#### TEXT PASSAGE

********

Additional information can be attached to node, link, and port objects in the form of tags. For example, attaching a type tag to nodes to identify their role in the topology.

{
  "nodes": {
    "leaf1": {
      "tags": {
        "type": "leaf",
	...

Once the topology object has been contructed, it can be posted to sFlow-RT using the REST API:

curl -X PUT -H "Content-Type: application/json" -d @topology.json http://localhost:8008/topology/json

Alternatively, the topology object can be installed using the internal JavaScript API:

setTopology(topology);

See Writing Applications for more information on using sFlow-RT's REST and JavaScript APIs.

Manually constructing the topology object is generally not feasible or recommended since it will likely contain errors. Ideally the network configuration and topology will be available in a centralized repository that can be queried to generate the information required by sFlow-RT. Alternatively, Link Layer Discovery Protocol (LLDP) data retrieved from network devices can be used to construct the topology.

Complex Topology and Wiring Validation in Data Centers describes the Prescriptive Topology Manager (PTM), a tool created by Cumulus Networks for validating wiring and enforcing compliance with the intended topology. The Python script below, ptm.py, converts the PTM dot file format to JSON and posts the result to sFlow-RT.

#!/usr/bin/env python

import sys, re, fileinput, requests

url = sys.argv[1]
topology = {'links':{}}

def dequote(s):
  if (s[0] == s[-1]) and s.startswith(("'", '"')):
    return s[1:-1]
  return s

l = 1
for line in fileinput.input(sys.argv[2:]):
  link = re.search('([\S]+):(\S+)\s*(--|->)\s*(\S+):([^\s;,]+)',line)
  if link:
    s1 = dequote(link.group(1))
    p1 = dequote(link.group(2))
    s2 = dequote(link.group(4))
    p2 = dequote(link.group(5))
    linkname = 'L%d' % (l)
    l += 1
    topology['links'][linkname] = {'node1':s1,'port1':p1,'node2':s2,'port2':p2}

requests.put(url,json=topology)

For example, the following command uploads topology.dot.

./ptm.py http://localhost:8008/topology/json topology.dot

The Python script below provides another example, combining a query to the Arista CloudVision server to find a list of switches and then using JSON RPC (eAPI) requests to query hostname, lldp, and ifindex information from each switch.

#!/usr/bin/env python

from jsonrpclib import Server 
import json
import requests 
from requests.packages.urllib3.exceptions import InsecureRequestWarning
requests.packages.urllib3.disable_warnings(InsecureRequestWarning)
import cvp

# CVP info
CVP_HOST = '127.0.0.1'
CVP_USER = 'cvpadmin'
CVP_PASSWD = 'arista'

# EAPI info
EAPI_TRANSPORT = 'http'
EAPI_USER = CVP_USER
EAPI_PASSWD = CVP_PASSWD

server = cvp.Cvp(CVP_HOST)
server.authenticate(CVP_USER, CVP_PASSWD)

nodes = {}
links = {}
topology = {'nodes':nodes, 'links':links}

linknames = {}

def getInfo(name,ip):
  eapi = Server('%s://%s:%s@%s/command-api' % (EAPI_TRANSPORT, EAPI_USER, EAPI_PASSWD, ip))

********

#### DATA LINES

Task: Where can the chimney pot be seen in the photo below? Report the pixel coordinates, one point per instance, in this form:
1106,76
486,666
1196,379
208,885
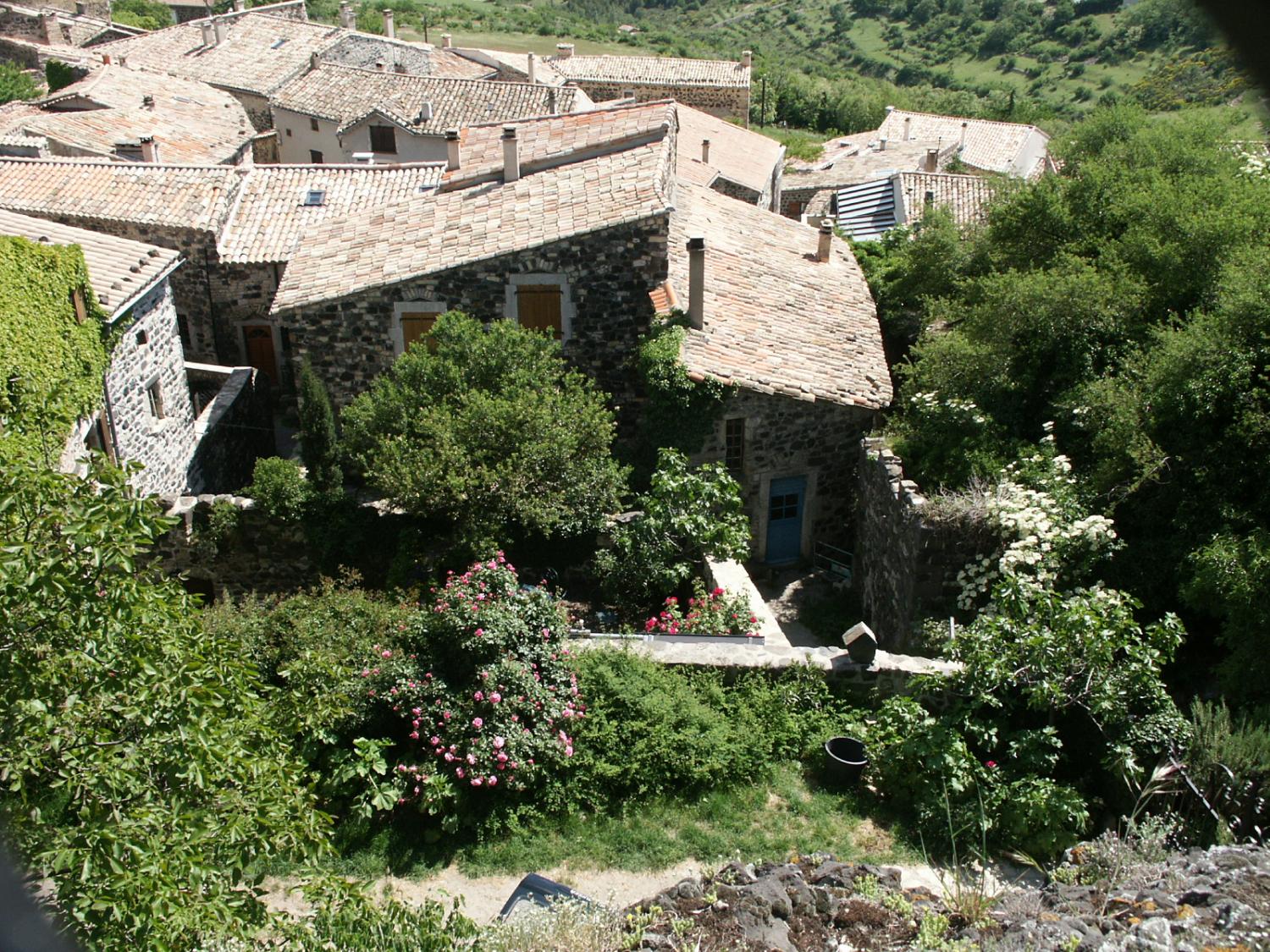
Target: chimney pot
826,240
451,149
698,282
511,155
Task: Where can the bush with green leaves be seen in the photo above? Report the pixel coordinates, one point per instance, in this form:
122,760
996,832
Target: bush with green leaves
142,772
687,513
279,487
489,436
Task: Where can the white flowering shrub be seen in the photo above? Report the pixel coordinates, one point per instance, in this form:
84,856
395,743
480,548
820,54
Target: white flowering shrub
1046,532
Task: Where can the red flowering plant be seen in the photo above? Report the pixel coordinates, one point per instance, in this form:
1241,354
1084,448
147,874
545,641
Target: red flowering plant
715,612
485,693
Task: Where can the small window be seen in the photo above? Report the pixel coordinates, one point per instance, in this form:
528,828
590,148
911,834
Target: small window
154,396
79,305
734,443
384,139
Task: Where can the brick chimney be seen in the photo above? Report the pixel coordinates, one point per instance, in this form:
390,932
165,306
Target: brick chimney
826,240
698,282
451,149
511,155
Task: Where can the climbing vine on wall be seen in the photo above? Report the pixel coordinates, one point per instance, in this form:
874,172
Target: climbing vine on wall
51,363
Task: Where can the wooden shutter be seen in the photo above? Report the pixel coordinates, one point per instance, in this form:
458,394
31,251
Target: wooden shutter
538,306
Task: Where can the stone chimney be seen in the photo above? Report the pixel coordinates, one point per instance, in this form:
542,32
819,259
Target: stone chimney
451,149
511,155
826,240
698,282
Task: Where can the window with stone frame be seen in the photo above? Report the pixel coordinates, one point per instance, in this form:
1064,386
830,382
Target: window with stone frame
734,443
384,140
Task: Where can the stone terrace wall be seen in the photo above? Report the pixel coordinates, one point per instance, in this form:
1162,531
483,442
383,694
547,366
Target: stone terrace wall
906,568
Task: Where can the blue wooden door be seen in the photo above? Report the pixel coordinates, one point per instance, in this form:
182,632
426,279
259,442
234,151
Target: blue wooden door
785,502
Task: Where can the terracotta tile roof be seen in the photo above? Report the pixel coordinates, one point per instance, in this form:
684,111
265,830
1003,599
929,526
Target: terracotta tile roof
652,71
348,96
258,55
182,195
964,195
993,146
119,271
271,218
193,122
555,140
738,155
776,320
449,230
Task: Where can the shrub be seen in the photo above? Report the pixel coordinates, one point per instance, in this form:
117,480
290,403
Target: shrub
279,489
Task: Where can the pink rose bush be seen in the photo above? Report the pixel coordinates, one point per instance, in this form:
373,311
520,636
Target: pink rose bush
484,691
715,612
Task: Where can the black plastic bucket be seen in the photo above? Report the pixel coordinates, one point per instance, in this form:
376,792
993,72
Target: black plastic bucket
845,761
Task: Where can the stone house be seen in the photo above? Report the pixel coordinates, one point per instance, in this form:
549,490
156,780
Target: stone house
135,116
716,86
147,414
343,113
253,53
582,226
235,228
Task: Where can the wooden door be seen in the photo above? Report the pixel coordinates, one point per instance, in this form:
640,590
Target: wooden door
259,350
538,306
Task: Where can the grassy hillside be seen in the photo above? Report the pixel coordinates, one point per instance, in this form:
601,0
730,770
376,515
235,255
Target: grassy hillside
833,65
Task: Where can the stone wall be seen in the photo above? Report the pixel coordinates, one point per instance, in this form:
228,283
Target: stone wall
906,566
609,273
234,429
147,353
724,102
789,437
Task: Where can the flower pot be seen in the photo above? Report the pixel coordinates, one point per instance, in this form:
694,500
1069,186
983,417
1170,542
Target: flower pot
845,761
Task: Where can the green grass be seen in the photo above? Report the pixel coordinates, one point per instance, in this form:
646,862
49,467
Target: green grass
756,822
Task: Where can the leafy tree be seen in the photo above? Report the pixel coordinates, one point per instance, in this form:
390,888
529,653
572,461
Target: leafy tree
318,443
686,515
15,83
141,772
489,434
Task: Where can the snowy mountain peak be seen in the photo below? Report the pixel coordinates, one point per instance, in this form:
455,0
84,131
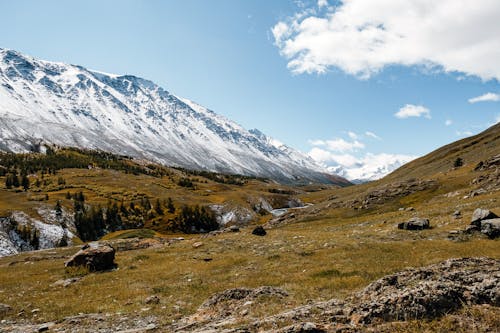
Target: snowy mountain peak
69,105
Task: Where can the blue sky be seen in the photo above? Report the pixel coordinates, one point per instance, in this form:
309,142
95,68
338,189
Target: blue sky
337,80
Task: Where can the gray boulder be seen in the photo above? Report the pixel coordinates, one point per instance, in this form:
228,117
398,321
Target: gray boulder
259,231
415,223
4,309
94,256
481,214
491,228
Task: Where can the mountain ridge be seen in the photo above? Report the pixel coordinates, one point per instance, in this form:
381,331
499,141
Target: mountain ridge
69,105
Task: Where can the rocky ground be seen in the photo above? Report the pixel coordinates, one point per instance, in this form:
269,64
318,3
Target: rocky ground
435,291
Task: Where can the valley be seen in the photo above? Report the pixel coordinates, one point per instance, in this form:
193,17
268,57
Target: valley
318,256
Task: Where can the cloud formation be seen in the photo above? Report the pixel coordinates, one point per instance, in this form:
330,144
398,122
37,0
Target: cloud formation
338,144
361,37
339,157
410,110
488,97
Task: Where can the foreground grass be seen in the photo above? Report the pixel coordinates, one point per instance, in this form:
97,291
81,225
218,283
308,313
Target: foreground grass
312,261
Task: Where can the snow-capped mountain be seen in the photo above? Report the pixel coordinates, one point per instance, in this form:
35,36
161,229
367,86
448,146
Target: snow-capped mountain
370,167
69,105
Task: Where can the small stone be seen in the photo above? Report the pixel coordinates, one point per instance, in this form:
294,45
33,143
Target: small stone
152,300
94,256
4,309
45,327
197,245
481,214
491,228
415,223
259,231
234,228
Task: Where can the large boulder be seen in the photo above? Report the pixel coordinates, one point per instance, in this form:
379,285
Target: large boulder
491,228
415,223
431,291
481,214
94,256
259,231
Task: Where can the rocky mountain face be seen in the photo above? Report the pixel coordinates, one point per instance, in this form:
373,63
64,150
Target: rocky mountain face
69,105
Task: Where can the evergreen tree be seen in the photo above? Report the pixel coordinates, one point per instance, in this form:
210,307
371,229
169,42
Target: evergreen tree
170,206
58,209
25,182
158,208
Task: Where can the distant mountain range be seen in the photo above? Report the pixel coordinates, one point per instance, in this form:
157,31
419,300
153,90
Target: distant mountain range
68,105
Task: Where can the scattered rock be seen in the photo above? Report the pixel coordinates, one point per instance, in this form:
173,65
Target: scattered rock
66,282
234,228
197,244
259,231
415,223
94,256
152,300
431,291
46,326
386,193
4,309
416,293
307,327
481,214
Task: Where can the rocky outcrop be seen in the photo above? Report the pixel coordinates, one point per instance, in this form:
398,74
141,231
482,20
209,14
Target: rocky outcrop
20,232
486,222
259,231
415,293
226,308
429,292
95,257
415,223
385,194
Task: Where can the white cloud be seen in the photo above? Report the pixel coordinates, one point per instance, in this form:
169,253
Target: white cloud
372,135
464,133
488,97
352,135
339,145
410,110
322,3
368,167
361,37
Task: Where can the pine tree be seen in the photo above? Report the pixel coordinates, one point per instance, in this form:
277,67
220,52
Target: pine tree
158,208
170,206
58,209
25,182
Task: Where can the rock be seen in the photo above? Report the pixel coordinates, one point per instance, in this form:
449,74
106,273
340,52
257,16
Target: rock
415,223
234,228
243,295
94,256
481,214
470,229
431,291
152,300
4,309
307,327
491,228
259,231
197,245
46,326
65,282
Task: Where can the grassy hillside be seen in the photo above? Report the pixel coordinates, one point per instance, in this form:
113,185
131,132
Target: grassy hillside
345,240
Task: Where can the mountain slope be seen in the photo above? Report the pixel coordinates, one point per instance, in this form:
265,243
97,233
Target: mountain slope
471,150
69,105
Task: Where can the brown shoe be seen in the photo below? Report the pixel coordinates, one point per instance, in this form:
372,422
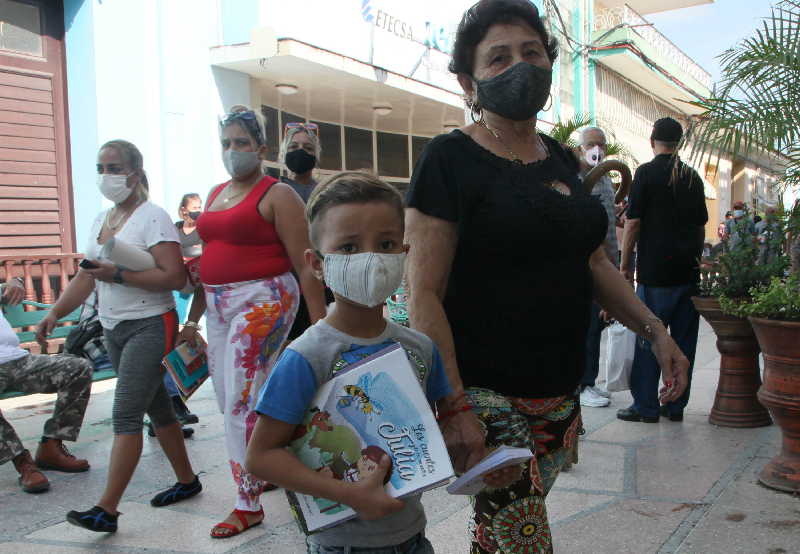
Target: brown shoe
31,479
52,454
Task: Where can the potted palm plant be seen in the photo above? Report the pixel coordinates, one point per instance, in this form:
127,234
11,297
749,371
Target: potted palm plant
774,311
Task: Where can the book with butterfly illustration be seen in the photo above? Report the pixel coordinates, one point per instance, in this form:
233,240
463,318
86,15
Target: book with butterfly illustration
374,406
188,366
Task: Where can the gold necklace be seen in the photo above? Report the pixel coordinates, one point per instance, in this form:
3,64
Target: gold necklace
516,159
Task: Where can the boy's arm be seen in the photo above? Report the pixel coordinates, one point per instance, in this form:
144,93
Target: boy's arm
270,460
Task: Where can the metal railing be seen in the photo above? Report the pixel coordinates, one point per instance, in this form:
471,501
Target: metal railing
609,18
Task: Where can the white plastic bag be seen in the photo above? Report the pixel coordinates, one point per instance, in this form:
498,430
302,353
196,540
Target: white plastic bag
620,346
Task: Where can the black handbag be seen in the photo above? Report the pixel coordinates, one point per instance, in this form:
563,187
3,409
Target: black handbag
87,330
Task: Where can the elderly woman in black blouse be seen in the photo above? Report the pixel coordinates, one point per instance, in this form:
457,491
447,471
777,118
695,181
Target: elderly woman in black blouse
506,257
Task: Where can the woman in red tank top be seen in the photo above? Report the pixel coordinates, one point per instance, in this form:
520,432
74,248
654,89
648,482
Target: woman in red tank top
254,232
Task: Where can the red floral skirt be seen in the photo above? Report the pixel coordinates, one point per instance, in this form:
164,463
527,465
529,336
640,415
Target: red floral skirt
514,519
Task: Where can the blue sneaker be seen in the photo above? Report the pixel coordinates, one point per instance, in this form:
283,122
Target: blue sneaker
176,493
96,519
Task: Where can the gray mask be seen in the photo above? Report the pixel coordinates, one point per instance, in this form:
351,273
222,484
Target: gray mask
519,93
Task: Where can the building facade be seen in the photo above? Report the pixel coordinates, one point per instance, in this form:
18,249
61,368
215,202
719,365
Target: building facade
371,73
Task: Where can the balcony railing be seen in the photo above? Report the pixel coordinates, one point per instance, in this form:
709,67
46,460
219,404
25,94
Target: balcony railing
58,268
626,16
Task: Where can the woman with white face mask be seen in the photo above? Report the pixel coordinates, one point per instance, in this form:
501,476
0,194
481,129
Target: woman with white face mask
254,233
137,311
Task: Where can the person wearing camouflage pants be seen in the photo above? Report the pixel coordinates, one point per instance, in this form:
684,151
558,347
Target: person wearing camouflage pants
70,377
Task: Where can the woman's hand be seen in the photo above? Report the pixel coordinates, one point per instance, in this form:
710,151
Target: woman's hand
103,272
503,477
13,292
44,329
369,498
188,334
674,367
465,440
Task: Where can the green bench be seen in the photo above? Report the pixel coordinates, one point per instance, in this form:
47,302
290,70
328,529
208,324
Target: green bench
19,318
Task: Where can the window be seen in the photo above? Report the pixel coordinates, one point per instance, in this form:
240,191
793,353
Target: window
358,149
20,28
392,155
418,144
273,132
330,138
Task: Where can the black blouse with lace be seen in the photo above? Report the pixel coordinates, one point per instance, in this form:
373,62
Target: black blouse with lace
520,289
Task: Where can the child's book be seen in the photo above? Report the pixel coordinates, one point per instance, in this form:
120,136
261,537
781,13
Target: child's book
374,406
188,366
471,482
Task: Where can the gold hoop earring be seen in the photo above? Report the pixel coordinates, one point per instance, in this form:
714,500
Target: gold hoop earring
550,99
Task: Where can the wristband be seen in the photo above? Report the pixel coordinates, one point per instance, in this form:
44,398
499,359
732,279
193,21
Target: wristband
451,413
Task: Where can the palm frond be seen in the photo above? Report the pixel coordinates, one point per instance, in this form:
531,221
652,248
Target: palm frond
754,106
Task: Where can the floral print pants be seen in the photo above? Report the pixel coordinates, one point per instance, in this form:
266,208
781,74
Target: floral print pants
247,325
513,520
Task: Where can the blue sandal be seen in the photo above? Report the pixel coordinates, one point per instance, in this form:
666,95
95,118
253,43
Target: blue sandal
96,519
176,493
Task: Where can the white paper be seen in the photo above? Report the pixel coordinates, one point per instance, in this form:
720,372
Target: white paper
471,482
389,410
127,256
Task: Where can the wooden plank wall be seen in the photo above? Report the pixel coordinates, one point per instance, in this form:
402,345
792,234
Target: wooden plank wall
29,200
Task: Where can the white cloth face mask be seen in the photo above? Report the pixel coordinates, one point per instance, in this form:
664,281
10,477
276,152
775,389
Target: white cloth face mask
240,164
114,187
593,156
368,278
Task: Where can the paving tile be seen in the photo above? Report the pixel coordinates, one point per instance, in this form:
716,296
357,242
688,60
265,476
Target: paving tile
601,467
627,526
565,506
745,493
451,535
688,463
140,527
34,548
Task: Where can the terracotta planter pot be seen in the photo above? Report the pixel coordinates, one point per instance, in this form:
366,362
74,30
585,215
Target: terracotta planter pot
780,341
736,403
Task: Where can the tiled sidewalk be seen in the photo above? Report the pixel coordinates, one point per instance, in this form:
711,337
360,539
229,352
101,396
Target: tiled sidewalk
670,487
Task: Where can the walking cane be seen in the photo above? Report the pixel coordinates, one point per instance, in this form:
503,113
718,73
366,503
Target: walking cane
605,167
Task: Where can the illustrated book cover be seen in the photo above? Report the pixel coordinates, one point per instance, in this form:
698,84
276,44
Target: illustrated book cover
188,367
375,405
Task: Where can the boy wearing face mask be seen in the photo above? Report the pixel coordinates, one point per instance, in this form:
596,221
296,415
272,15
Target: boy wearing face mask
593,150
740,227
356,227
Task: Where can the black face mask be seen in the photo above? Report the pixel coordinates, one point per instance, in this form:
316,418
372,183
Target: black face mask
519,93
299,161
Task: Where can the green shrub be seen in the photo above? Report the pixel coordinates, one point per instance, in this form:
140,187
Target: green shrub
780,299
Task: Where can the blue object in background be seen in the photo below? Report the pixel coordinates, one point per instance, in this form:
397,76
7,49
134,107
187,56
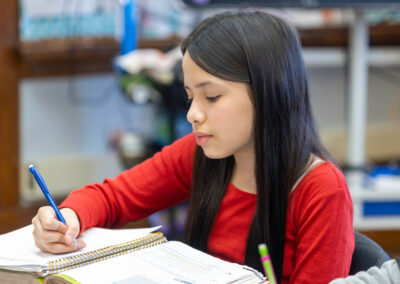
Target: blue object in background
129,35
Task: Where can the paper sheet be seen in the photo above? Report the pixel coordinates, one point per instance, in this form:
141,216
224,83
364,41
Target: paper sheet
18,248
168,263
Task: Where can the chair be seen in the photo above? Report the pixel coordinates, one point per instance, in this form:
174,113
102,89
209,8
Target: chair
367,253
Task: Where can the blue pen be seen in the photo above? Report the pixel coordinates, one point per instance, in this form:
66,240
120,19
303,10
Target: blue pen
46,193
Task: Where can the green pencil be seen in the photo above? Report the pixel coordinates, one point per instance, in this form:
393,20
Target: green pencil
267,264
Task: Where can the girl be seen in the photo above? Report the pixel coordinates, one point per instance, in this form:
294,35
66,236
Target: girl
254,168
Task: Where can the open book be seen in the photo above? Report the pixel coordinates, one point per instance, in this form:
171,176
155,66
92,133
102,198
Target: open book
116,256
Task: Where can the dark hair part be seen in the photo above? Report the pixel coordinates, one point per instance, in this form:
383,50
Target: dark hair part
263,51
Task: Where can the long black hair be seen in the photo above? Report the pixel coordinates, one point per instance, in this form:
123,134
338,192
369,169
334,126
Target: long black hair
264,52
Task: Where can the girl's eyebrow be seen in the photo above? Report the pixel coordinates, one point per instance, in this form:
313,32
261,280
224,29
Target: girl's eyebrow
203,84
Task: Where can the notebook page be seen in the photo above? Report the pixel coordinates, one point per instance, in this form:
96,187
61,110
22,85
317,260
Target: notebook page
168,263
18,248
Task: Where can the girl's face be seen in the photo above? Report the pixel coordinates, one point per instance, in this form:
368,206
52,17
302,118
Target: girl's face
221,112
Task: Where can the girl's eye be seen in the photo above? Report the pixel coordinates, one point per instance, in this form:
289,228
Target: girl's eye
189,102
212,99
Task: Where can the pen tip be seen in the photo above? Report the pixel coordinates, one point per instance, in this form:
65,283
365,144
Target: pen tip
262,248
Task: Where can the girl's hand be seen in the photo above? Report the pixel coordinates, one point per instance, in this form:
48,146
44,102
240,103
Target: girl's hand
51,235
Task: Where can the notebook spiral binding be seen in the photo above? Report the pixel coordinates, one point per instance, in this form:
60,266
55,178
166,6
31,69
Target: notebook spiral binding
86,258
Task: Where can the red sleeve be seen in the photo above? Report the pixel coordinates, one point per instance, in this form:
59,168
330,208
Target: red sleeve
323,216
159,182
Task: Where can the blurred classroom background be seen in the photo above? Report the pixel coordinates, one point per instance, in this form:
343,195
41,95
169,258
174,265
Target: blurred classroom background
92,87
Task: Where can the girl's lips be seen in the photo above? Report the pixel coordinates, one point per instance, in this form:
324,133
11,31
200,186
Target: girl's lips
202,139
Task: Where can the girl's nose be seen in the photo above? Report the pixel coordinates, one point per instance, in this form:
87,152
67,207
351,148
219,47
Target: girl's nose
195,114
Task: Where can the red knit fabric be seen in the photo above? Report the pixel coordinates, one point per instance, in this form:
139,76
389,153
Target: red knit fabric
319,225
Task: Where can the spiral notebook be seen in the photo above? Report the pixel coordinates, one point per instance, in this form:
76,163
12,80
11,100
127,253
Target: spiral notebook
117,256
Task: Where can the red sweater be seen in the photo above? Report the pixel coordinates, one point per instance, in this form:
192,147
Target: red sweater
319,226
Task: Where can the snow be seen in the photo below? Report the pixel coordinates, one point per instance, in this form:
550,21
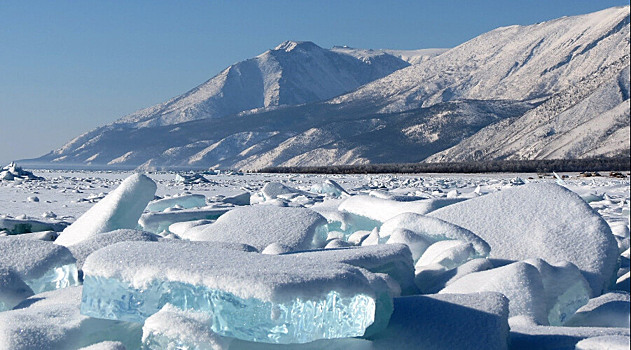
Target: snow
52,320
172,327
384,209
560,226
262,225
119,209
250,296
43,266
444,320
608,310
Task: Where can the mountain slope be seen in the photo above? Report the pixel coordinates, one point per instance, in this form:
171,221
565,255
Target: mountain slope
514,63
553,89
290,74
588,119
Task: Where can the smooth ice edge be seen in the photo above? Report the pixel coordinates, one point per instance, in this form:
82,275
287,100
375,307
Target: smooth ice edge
56,278
296,321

********

#### CHALLENGES
[a] In the sFlow-RT topology text, which company created the Prescriptive Topology Manager?
[b] Using the sFlow-RT topology text, explain why building the topology object by hand is discouraged.
[c] In the sFlow-RT topology text, write out everything from "See Writing Applications" down to "construct the topology.", substituting "central database" for "centralized repository".
The lines were taken from a different source than the text.

#### SOLVED PROBLEMS
[a] Cumulus Networks created it.

[b] Constructing the topology object manually is generally not feasible or recommended because it will likely contain errors.

[c]
See Writing Applications for more information on using sFlow-RT's REST and JavaScript APIs.

Manually constructing the topology object is generally not feasible or recommended since it will likely contain errors. Ideally the network configuration and topology will be available in a central database that can be queried to generate the information required by sFlow-RT. Alternatively, Link Layer Discovery Protocol (LLDP) data retrieved from network devices can be used to construct the topology.